## 本文抜粋
朝、換気扇の下でタバコを吸っていると、壁の向こうから「ケキョケキョ」と声がした。
ナンテンが植えてある方向。小声で、一生懸命何か言っている。
ウグイスだ! 家の庭に、来てくれたんだ…
部屋に入り、窓を開けると正面に椿がある。
こんもりした葉々の中に、小さな鳥。二羽のメジロが一生懸命、花をくちばしでつついている。
「ピーッ」と声をあげ、飛んで行ったのはツグミか。
川のそばでは、青い鳥も見かける。ルリビタキという、綺麗な青い翼を持つ小鳥。
川面には、カモが二羽。サギも、川を見つめて立っている。
ヒヨヒヨ。チチチチ。窓の向こうから聞こえる、小鳥の声だけで、幸せな気持ちになる。
しかしこのウグイス、本人も「ん?」という感じで鳴いている。

## 資料部分
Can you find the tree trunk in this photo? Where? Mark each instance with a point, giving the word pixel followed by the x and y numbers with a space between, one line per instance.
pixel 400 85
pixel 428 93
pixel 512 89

## 課題 1
野鳥についての本文抜粋を読み、次の問いに答えてください。
(a) ウグイスの声がした方向には、何が植えてありますか。
(b) 椿の葉の中で花をくちばしでつついていたのは、何という鳥が何羽ですか。
(c) 綺麗な青い翼を持つ小鳥は、何という名前ですか。
## 課題 2
野鳥についての本文抜粋から、「ナンテンが植えてある方向。小声で、一生懸命何か言っている。」という語句を含む箇所で書き始め、「川面には、カモが二羽。サギも、川を見つめて立っている。」で書き終える範囲を、そのまま書き写してください。

## 解答 1
(a) ナンテンです。
(b) メジロが二羽です。
(c) ルリビタキです。

## 解答 2
ナンテンが植えてある方向。小声で、一生懸命何か言っている。
ウグイスだ! 家の庭に、来てくれたんだ…
部屋に入り、窓を開けると正面に椿がある。
こんもりした葉々の中に、小さな鳥。二羽のメジロが一生懸命、花をくちばしでつついている。
「ピーッ」と声をあげ、飛んで行ったのはツグミか。
川のそばでは、青い鳥も見かける。ルリビタキという、綺麗な青い翼を持つ小鳥。
川面には、カモが二羽。サギも、川を見つめて立っている。